- _Supplied records_
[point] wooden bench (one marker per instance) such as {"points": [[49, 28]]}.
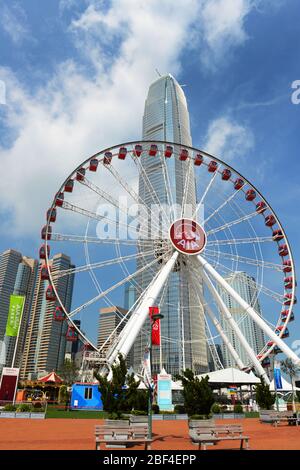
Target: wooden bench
{"points": [[113, 435], [217, 433], [276, 417]]}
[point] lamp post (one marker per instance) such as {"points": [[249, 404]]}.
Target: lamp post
{"points": [[153, 319]]}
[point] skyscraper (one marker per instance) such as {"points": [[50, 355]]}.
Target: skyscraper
{"points": [[247, 289], [17, 276], [46, 339], [166, 117]]}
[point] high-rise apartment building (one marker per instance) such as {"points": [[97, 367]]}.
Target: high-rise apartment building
{"points": [[110, 320], [17, 276], [166, 117], [246, 287], [45, 342]]}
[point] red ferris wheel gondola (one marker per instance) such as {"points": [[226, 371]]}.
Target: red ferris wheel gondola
{"points": [[168, 151]]}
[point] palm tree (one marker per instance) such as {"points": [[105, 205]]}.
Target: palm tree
{"points": [[292, 370]]}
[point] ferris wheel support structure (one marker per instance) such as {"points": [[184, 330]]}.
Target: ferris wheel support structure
{"points": [[222, 333], [247, 308], [139, 315], [227, 315]]}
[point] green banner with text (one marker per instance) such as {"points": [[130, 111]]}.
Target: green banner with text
{"points": [[15, 313]]}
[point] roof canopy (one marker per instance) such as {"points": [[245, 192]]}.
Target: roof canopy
{"points": [[286, 386], [51, 378], [231, 376]]}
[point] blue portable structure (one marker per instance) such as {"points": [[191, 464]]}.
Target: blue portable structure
{"points": [[86, 396]]}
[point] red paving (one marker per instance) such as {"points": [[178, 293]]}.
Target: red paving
{"points": [[71, 434]]}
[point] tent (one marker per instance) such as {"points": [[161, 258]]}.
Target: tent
{"points": [[286, 386], [52, 378], [224, 377]]}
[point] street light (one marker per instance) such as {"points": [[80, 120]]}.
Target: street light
{"points": [[154, 318]]}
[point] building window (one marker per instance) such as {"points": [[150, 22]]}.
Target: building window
{"points": [[88, 393]]}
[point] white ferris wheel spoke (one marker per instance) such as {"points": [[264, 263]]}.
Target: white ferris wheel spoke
{"points": [[240, 241], [110, 289], [229, 318], [244, 259], [259, 286], [205, 193], [100, 264], [220, 207], [59, 237], [150, 188], [93, 215], [233, 222], [139, 315], [217, 325], [250, 310], [106, 196]]}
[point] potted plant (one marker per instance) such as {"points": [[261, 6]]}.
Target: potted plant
{"points": [[23, 411]]}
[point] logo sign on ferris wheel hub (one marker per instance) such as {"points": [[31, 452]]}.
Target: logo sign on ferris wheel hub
{"points": [[187, 236]]}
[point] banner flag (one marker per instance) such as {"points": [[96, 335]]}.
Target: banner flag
{"points": [[277, 376], [156, 333], [155, 327], [147, 368], [15, 313]]}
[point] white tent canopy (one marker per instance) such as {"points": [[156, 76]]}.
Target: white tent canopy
{"points": [[286, 386], [231, 376]]}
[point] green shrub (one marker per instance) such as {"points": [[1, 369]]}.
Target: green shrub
{"points": [[238, 408], [10, 407], [155, 409], [24, 408], [139, 413], [200, 416], [180, 409], [117, 416], [216, 409]]}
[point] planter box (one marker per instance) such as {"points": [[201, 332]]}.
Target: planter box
{"points": [[7, 414], [23, 415], [37, 415], [229, 416]]}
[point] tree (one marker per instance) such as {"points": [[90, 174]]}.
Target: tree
{"points": [[69, 372], [63, 395], [264, 398], [289, 368], [197, 394], [120, 394]]}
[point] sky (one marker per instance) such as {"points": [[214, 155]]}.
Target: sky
{"points": [[74, 76]]}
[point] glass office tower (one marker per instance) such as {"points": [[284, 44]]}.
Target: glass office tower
{"points": [[247, 288], [183, 329]]}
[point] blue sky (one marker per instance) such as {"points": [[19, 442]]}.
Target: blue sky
{"points": [[71, 66]]}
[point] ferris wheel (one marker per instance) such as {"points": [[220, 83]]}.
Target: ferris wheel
{"points": [[123, 221]]}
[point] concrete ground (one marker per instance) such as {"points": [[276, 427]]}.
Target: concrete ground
{"points": [[68, 434]]}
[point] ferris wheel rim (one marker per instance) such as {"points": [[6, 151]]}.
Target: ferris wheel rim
{"points": [[193, 149]]}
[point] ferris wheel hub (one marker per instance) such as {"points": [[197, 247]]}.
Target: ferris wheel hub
{"points": [[187, 236]]}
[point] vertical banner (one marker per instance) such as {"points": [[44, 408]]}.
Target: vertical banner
{"points": [[156, 333], [155, 327], [164, 391], [147, 368], [277, 376], [15, 313], [8, 384]]}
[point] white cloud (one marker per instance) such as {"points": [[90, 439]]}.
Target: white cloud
{"points": [[222, 29], [14, 22], [77, 113], [228, 140]]}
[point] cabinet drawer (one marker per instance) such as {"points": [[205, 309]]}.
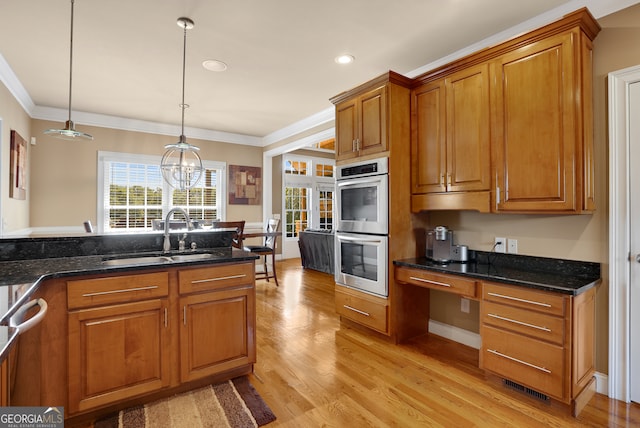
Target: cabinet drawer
{"points": [[532, 363], [215, 277], [363, 310], [541, 326], [527, 298], [448, 283], [84, 293]]}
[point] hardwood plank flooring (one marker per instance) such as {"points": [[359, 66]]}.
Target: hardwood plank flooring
{"points": [[315, 371]]}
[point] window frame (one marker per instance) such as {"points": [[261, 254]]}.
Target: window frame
{"points": [[167, 202], [314, 183]]}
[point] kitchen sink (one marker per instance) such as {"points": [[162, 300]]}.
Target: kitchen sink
{"points": [[143, 260], [190, 257]]}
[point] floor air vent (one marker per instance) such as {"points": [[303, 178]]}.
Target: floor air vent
{"points": [[535, 394]]}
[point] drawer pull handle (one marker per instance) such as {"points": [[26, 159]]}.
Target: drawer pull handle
{"points": [[124, 290], [519, 322], [442, 284], [542, 369], [502, 296], [222, 278], [356, 310]]}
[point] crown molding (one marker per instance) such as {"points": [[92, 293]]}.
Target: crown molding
{"points": [[15, 87]]}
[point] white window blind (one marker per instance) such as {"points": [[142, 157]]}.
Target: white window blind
{"points": [[132, 193]]}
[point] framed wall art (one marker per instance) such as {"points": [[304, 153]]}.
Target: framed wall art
{"points": [[18, 162], [245, 185]]}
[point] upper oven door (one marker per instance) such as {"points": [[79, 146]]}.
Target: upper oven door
{"points": [[363, 205]]}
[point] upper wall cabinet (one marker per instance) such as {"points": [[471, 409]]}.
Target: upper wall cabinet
{"points": [[543, 126], [509, 129], [450, 141], [365, 114]]}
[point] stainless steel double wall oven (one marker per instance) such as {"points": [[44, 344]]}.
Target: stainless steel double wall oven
{"points": [[363, 226]]}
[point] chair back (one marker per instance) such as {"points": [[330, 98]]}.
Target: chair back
{"points": [[237, 239], [271, 227]]}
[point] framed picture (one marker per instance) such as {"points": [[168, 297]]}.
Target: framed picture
{"points": [[18, 161], [245, 185]]}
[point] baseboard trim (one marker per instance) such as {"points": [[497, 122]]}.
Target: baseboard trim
{"points": [[602, 383], [456, 334]]}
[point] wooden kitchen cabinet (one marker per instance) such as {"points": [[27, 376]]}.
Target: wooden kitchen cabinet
{"points": [[363, 308], [543, 123], [509, 129], [119, 338], [540, 340], [450, 141], [218, 319], [366, 115]]}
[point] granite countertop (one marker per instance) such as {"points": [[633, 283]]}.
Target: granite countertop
{"points": [[26, 263], [556, 275]]}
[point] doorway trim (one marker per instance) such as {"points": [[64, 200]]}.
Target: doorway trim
{"points": [[619, 230]]}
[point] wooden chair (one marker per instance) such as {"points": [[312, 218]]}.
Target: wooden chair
{"points": [[236, 241], [268, 249]]}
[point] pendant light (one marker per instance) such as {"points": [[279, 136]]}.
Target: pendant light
{"points": [[69, 132], [181, 165]]}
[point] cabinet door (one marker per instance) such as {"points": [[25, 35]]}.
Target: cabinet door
{"points": [[346, 129], [535, 111], [468, 130], [117, 352], [217, 333], [372, 136], [428, 150]]}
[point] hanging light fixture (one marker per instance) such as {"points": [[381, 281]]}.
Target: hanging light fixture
{"points": [[181, 165], [69, 132]]}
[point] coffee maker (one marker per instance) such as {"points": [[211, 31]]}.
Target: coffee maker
{"points": [[440, 247]]}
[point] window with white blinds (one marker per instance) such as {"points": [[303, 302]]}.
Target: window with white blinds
{"points": [[132, 193]]}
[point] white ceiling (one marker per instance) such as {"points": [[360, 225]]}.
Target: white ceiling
{"points": [[128, 54]]}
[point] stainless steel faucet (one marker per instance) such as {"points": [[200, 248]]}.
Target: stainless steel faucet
{"points": [[167, 242]]}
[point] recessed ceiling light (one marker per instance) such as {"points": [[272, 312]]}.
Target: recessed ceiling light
{"points": [[345, 59], [214, 65]]}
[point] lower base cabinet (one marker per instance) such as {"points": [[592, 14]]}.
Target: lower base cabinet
{"points": [[117, 352], [218, 325], [363, 308], [541, 340], [136, 334]]}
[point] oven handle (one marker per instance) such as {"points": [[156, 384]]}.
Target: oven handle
{"points": [[355, 181], [350, 239], [16, 319]]}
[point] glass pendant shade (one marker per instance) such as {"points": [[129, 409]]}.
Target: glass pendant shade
{"points": [[69, 132], [181, 165]]}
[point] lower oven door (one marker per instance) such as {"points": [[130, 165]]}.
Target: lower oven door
{"points": [[361, 262]]}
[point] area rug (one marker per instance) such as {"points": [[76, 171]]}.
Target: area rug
{"points": [[234, 404]]}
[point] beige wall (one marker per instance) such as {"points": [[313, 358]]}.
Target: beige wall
{"points": [[14, 213], [582, 237], [64, 173]]}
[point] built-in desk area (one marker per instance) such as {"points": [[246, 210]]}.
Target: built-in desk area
{"points": [[537, 318]]}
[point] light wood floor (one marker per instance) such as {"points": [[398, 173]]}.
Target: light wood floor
{"points": [[313, 371]]}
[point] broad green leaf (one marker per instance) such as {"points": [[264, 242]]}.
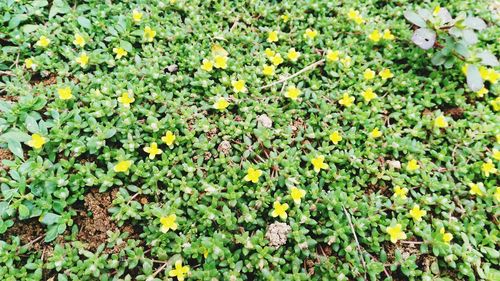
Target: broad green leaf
{"points": [[24, 212], [16, 148], [474, 23], [487, 58], [414, 18], [474, 80], [424, 38], [84, 22]]}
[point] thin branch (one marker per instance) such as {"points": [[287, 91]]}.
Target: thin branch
{"points": [[356, 238], [309, 67]]}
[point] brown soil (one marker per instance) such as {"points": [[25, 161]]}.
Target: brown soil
{"points": [[5, 154], [94, 221]]}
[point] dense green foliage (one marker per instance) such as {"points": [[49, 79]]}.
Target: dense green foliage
{"points": [[88, 87]]}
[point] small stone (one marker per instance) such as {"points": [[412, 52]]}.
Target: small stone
{"points": [[277, 233], [265, 121]]}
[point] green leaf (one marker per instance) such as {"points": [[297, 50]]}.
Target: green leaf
{"points": [[24, 212], [16, 20], [51, 233], [16, 148], [474, 80], [14, 135], [126, 45], [475, 23], [414, 18], [84, 22], [31, 124], [487, 58], [50, 218], [28, 28]]}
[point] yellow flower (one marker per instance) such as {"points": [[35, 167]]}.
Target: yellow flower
{"points": [[335, 137], [318, 163], [126, 99], [64, 93], [388, 35], [347, 61], [217, 50], [83, 59], [483, 91], [168, 223], [269, 53], [346, 100], [29, 63], [400, 192], [375, 36], [355, 16], [268, 70], [276, 59], [496, 154], [221, 104], [239, 86], [168, 139], [369, 74], [440, 122], [207, 65], [120, 52], [293, 55], [476, 188], [332, 55], [122, 166], [292, 93], [310, 33], [386, 74], [179, 271], [447, 237], [375, 133], [149, 34], [488, 168], [220, 61], [37, 141], [136, 16], [153, 150], [416, 213], [272, 36], [43, 42], [297, 194], [253, 175], [496, 104], [396, 233], [368, 95], [79, 40], [279, 210], [412, 165]]}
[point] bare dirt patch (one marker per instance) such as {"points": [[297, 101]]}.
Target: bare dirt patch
{"points": [[94, 221]]}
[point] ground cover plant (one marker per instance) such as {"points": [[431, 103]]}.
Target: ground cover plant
{"points": [[249, 140]]}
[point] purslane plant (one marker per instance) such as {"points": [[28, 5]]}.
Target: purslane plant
{"points": [[453, 38]]}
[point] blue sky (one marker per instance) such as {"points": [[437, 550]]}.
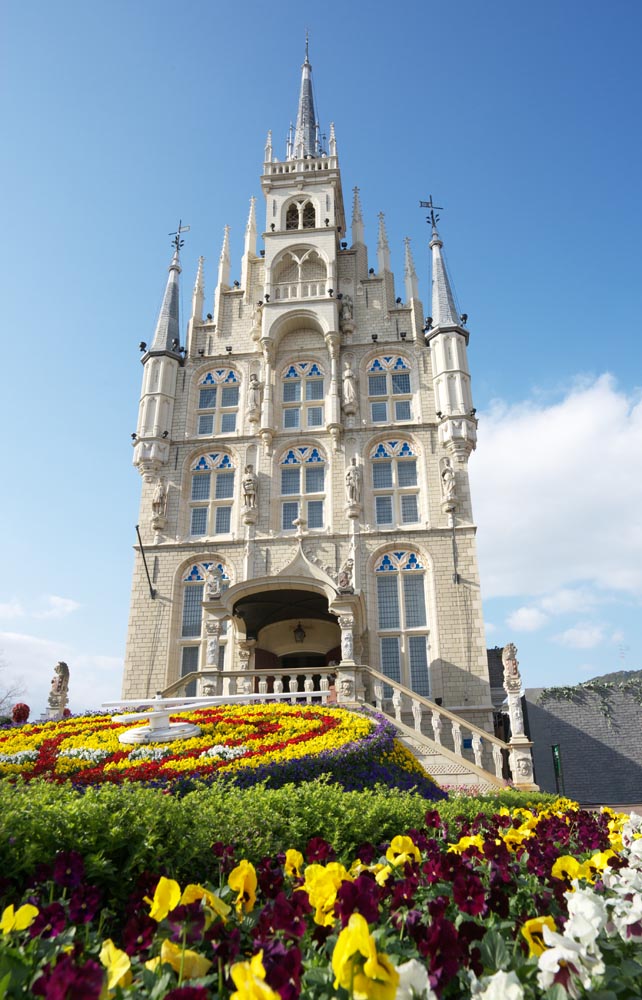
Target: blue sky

- _What the exercise asks_
Copy nothing outside the span: please output the lines from the one with "[point] small stone" through the end of the entries above, and skip the pictures.

- _Full answer_
[point] small stone (one marker per instance) such as {"points": [[412, 52]]}.
Target: small stone
{"points": [[277, 233], [265, 121]]}
[point] green leaf (one marker per instance) such as {"points": [[297, 50]]}.
Target: green leaf
{"points": [[24, 212], [16, 20], [51, 233], [16, 148], [474, 80], [14, 135], [126, 45], [475, 23], [414, 18], [84, 22], [31, 124], [487, 58], [50, 218], [28, 28]]}
[point] yellow flower (one marker per instance) such as {"points": [[35, 167]]}.
Target: yellow flower
{"points": [[335, 137], [318, 163], [126, 99], [64, 93], [388, 35], [347, 61], [217, 50], [83, 59], [483, 91], [168, 223], [269, 53], [346, 100], [29, 63], [400, 192], [375, 36], [355, 16], [268, 70], [276, 59], [496, 154], [221, 104], [239, 86], [168, 139], [369, 74], [440, 122], [207, 65], [120, 52], [293, 55], [476, 188], [332, 55], [122, 166], [292, 93], [310, 33], [386, 74], [179, 271], [447, 237], [375, 133], [149, 34], [488, 168], [220, 61], [37, 141], [136, 16], [153, 150], [416, 213], [272, 36], [43, 42], [297, 194], [253, 175], [496, 104], [396, 233], [368, 95], [79, 40], [279, 210], [412, 165]]}
[point] bare dirt patch (one marker per instance) such as {"points": [[297, 101]]}.
Target: bare dirt patch
{"points": [[94, 221]]}
[point] ground cover plant (one marker per instance) such as {"points": [[431, 103]]}.
Target: ground cover plant
{"points": [[249, 140]]}
[point] purslane plant (one marker per instance) such as {"points": [[28, 5]]}.
Target: purslane plant
{"points": [[453, 38]]}
[point] blue sky (one marker per instance) such as {"points": [[437, 550]]}.
Target: blue sky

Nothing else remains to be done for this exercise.